§ Acción requerida: Continúa el texto sobre la fotografía de la primera manifestación del Orgullo en Barcelona a partir de su última oración.

§ Texto del documento:
Cuando presentamos ‘La doble transición’, la editorial tuvo el detalle de pagarle el viaje a Sevilla. Recuerdo como uno de los días más felices de mi vida verla a ella, junto con otras protagonistas del libro, caminar agarradas del brazo por la Alameda de Hércules. Como si estuvieran rememorando las primeras manifestaciones del Orgullo. De la icónica fotografía de Colita, de la primera manifestación del Orgullo en Barcelona el 26 de junio de 1977, donde se ve a un grupo de mujeres trans llevando la pancarta, la única que quedaba viva era ella.
Me contó la vida de todas sus compañeras. Esa foto es la portada de ‘La doble transición’ porque ella me lo pidió. Cuando la policía se puso a dar palos a los manifestantes, esas mujeres no se soltaron de la pancarta porque estaban curtidas en hostias de la policía. No tenían nada que perder y lo tenían todo por ganar.

§ Datos sin procesar:
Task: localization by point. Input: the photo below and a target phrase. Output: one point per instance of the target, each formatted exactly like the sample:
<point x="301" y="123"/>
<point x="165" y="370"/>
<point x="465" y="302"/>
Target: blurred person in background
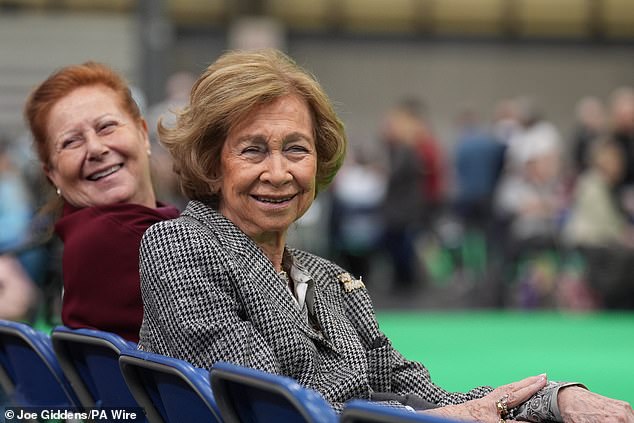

§ Resultado de la tarea:
Silvia fue una superviviente de la ruleta rusa de la pandemia del sida. Le podía haber tocado a ella, como a tantas de sus compañeras de las que se acordaba vivamente. Las mujeres trans de su generación, aunque a Silvia le gustaba llamarse travesti, son supervivientes de un régimen de apartheid. Han sobrevivido al sida, a la soledad, al abandono familiar, a la exclusión laboral, a la prostitución, al patriarcado y a una sociedad que la aceptaba para el folclore, pero no para la vida civil.
También presentamos el libro en Badajoz, en la antigua cárcel donde ella estuvo presa. Era un espectáculo verla caminar, escucharla y sentir en su cara que se estaba vengando de quienes le habían intentado arruinar la existencia. “Conmigo no han podido”, dijo durante la presentación de ‘La doble transición’. Durante las entrevistas de promoción del libro, me preguntaron muchas veces qué buscaba, qué pretendía con su publicación. Siempre decía que una reparación económica, que el Estado se tenía que hacer cargo de haber condenado a la pobreza y exclusión a mujeres como Silvia. La deuda histórica con las mujeres trans todavía no se ha pagado.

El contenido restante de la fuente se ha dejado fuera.